- EXERCISE
Instruction for the data below: set down exactly the lines from the line with "Query: stair tread" to the line with "this sample: (598,755).", inclusive, and no others.

- GIVEN RECORDS

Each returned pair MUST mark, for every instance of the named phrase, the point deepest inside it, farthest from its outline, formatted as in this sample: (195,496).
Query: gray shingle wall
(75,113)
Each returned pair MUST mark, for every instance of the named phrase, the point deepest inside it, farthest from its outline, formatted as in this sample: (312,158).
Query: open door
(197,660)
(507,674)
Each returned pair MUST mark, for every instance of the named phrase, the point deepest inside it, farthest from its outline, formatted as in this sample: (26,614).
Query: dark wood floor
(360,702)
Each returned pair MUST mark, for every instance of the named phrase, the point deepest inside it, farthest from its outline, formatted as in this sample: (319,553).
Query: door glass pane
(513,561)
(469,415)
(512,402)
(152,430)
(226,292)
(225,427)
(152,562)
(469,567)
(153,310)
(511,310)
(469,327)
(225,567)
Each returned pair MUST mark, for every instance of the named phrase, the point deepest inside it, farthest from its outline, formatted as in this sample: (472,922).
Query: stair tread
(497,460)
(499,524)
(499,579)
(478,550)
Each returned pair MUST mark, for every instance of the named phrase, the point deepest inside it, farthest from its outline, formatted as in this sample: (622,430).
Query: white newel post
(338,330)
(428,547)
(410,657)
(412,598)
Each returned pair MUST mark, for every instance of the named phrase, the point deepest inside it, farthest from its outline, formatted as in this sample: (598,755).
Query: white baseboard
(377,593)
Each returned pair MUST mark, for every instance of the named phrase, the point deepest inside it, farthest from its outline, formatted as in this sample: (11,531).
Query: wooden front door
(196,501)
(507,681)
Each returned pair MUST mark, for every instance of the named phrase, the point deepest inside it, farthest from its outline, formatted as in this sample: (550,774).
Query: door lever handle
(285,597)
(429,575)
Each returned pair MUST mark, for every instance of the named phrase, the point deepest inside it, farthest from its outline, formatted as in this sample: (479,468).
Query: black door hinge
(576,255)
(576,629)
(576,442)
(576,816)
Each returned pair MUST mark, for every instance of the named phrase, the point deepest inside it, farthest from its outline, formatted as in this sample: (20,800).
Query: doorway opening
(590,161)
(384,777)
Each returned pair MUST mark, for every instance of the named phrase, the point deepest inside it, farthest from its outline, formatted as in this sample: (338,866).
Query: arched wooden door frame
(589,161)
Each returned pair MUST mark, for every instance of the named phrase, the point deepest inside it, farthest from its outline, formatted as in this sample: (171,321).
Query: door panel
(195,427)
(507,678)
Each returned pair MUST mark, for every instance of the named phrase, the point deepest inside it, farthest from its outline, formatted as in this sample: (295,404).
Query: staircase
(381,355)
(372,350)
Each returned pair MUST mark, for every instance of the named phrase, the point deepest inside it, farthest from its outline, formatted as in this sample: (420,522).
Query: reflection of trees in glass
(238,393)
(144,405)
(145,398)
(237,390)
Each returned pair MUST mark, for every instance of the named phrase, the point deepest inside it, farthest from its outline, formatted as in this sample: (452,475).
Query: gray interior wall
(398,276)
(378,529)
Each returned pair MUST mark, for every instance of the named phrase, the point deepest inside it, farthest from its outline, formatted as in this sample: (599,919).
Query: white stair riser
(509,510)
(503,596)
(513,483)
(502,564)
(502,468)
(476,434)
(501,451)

- TASK SOLUTION
Query: stair tread
(497,460)
(499,524)
(499,579)
(478,550)
Each returned pair MUST mark, for every instance of the named phrase, the point deepest inside it, farthest from its outline, formatted as in this sample: (622,430).
Query: white newel post
(338,330)
(428,547)
(410,657)
(412,598)
Each returned pair MUST mark, for every instance of the named phrase, the point deepest inside it, farthest from its outline, formatted as in this sample: (598,755).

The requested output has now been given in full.